- INPUT RECORDS
* start *

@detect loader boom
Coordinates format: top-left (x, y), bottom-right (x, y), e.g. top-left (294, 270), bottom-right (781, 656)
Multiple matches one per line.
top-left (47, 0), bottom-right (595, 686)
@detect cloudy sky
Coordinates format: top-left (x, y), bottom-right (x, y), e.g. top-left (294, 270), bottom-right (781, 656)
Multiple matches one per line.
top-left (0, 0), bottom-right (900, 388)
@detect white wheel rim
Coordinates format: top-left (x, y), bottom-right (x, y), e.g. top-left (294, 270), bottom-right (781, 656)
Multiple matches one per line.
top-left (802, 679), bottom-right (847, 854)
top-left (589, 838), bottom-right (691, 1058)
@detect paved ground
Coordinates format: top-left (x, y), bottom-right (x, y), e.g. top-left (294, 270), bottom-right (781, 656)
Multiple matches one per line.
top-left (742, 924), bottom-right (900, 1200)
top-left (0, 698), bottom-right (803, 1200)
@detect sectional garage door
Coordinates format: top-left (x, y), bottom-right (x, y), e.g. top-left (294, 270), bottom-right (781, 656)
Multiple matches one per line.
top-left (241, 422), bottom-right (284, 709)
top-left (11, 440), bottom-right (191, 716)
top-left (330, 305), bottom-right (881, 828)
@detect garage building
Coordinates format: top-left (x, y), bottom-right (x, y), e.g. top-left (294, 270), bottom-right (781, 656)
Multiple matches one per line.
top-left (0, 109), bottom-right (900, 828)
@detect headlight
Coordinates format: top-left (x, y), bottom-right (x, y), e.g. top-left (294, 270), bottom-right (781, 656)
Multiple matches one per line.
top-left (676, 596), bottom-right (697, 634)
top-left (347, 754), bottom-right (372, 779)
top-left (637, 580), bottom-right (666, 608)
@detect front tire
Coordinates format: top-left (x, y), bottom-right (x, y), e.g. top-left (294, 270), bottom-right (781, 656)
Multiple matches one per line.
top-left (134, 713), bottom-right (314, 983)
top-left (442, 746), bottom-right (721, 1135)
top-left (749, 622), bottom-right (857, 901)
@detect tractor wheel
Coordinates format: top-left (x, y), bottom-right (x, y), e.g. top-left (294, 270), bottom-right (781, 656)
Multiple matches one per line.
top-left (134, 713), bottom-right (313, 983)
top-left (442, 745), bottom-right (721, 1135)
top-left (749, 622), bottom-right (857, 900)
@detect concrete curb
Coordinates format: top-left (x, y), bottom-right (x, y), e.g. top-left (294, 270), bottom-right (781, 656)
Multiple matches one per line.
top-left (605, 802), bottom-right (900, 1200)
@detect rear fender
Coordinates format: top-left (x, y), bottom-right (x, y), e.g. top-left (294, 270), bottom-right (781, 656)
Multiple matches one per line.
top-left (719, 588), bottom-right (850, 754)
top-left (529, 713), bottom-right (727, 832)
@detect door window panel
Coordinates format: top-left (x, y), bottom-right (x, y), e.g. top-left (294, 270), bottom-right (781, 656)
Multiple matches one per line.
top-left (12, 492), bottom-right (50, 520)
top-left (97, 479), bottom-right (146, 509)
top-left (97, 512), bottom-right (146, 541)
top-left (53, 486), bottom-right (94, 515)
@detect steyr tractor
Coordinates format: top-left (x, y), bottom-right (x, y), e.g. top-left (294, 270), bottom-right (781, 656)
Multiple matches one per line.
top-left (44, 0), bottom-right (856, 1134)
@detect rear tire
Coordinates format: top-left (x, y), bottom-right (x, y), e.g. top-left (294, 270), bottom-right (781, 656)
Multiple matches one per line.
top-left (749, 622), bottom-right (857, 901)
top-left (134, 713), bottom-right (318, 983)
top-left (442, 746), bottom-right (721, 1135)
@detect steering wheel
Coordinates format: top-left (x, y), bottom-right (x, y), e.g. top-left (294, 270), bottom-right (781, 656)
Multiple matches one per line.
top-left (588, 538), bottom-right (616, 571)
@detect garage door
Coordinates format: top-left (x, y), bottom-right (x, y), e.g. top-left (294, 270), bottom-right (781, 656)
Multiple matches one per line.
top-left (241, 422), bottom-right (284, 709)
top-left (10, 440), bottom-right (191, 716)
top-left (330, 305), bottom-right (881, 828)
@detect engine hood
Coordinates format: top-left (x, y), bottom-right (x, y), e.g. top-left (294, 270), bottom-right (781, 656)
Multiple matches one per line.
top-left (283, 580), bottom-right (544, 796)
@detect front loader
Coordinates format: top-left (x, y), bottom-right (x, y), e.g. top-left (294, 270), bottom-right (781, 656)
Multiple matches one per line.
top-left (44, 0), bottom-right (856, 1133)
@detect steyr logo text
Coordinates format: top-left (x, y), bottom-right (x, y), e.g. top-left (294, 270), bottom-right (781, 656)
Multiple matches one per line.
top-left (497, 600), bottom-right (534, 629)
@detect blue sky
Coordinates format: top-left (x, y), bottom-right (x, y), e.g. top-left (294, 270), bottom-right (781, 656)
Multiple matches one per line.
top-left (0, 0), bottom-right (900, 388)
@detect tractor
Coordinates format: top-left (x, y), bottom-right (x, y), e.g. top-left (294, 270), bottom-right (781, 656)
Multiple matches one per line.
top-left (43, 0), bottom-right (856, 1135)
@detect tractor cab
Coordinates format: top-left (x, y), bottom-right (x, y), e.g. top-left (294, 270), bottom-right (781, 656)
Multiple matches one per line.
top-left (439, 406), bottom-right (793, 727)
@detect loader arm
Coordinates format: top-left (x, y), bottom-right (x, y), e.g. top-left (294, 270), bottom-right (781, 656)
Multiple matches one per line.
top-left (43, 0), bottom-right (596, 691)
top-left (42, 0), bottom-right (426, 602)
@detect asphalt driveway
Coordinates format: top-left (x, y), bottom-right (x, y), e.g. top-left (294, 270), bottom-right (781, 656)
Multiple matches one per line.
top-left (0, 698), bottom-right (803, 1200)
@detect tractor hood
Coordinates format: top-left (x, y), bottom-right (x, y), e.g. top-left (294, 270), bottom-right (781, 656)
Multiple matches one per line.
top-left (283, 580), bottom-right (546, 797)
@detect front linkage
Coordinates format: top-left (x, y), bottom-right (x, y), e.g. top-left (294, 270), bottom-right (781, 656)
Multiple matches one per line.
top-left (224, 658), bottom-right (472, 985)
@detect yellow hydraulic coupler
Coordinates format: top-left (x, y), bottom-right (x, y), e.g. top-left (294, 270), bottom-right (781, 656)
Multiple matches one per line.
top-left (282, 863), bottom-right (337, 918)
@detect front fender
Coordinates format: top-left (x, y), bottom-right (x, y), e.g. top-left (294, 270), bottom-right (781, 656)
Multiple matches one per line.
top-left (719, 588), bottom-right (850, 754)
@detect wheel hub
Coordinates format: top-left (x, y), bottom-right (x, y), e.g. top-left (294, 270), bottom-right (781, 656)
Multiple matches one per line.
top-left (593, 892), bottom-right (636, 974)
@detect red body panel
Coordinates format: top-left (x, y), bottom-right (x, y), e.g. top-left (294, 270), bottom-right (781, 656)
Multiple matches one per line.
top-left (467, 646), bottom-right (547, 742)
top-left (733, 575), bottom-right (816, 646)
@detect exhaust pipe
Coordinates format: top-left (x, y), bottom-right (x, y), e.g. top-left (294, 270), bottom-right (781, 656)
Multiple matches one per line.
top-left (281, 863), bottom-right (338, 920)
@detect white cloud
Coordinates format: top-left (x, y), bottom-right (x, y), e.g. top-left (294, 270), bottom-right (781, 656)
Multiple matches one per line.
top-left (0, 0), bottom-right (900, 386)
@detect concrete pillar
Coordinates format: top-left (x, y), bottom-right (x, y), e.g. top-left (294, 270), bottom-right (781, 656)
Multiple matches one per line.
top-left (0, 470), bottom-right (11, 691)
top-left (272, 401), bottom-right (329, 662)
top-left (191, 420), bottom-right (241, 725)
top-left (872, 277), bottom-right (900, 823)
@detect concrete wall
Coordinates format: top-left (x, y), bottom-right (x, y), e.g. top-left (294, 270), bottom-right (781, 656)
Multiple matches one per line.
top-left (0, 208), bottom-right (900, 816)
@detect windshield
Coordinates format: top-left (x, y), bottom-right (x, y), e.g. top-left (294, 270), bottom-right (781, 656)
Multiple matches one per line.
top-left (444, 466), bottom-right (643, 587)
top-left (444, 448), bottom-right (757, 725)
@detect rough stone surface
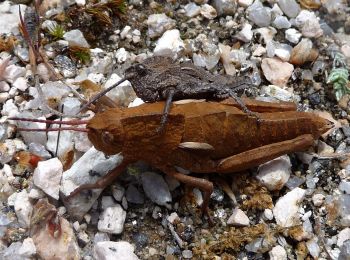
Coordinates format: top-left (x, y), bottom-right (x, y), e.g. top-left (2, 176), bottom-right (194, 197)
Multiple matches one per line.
top-left (272, 188), bottom-right (306, 227)
top-left (97, 204), bottom-right (126, 234)
top-left (33, 158), bottom-right (63, 200)
top-left (261, 58), bottom-right (294, 86)
top-left (256, 155), bottom-right (292, 191)
top-left (94, 241), bottom-right (139, 260)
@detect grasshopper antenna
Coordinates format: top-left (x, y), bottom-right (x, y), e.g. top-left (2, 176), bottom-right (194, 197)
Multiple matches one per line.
top-left (79, 77), bottom-right (130, 113)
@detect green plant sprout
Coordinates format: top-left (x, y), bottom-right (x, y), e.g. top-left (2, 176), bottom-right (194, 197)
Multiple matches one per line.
top-left (47, 23), bottom-right (65, 40)
top-left (327, 52), bottom-right (350, 101)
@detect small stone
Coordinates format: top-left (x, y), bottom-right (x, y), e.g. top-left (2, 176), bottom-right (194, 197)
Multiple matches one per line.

* end *

Copy the items above verbatim, from the line containing "yellow hydraulic coupler" through the line containing "top-left (593, 892), bottom-right (636, 974)", including both of those lines.

- THE SOLUTION
@detect yellow hydraulic coupler
Coordinates format: top-left (x, y), bottom-right (x, y), e.g. top-left (294, 270), bottom-right (781, 656)
Multiple matches one per line.
top-left (282, 863), bottom-right (337, 918)
@detect front fender
Coordinates format: top-left (x, y), bottom-right (x, y), e.g. top-left (294, 270), bottom-right (781, 656)
Multiple matches one per line.
top-left (719, 588), bottom-right (850, 754)
@detect wheel hub
Coordinates format: top-left (x, y), bottom-right (x, y), e.g. top-left (294, 270), bottom-right (781, 656)
Multiple matches one per line.
top-left (593, 892), bottom-right (636, 974)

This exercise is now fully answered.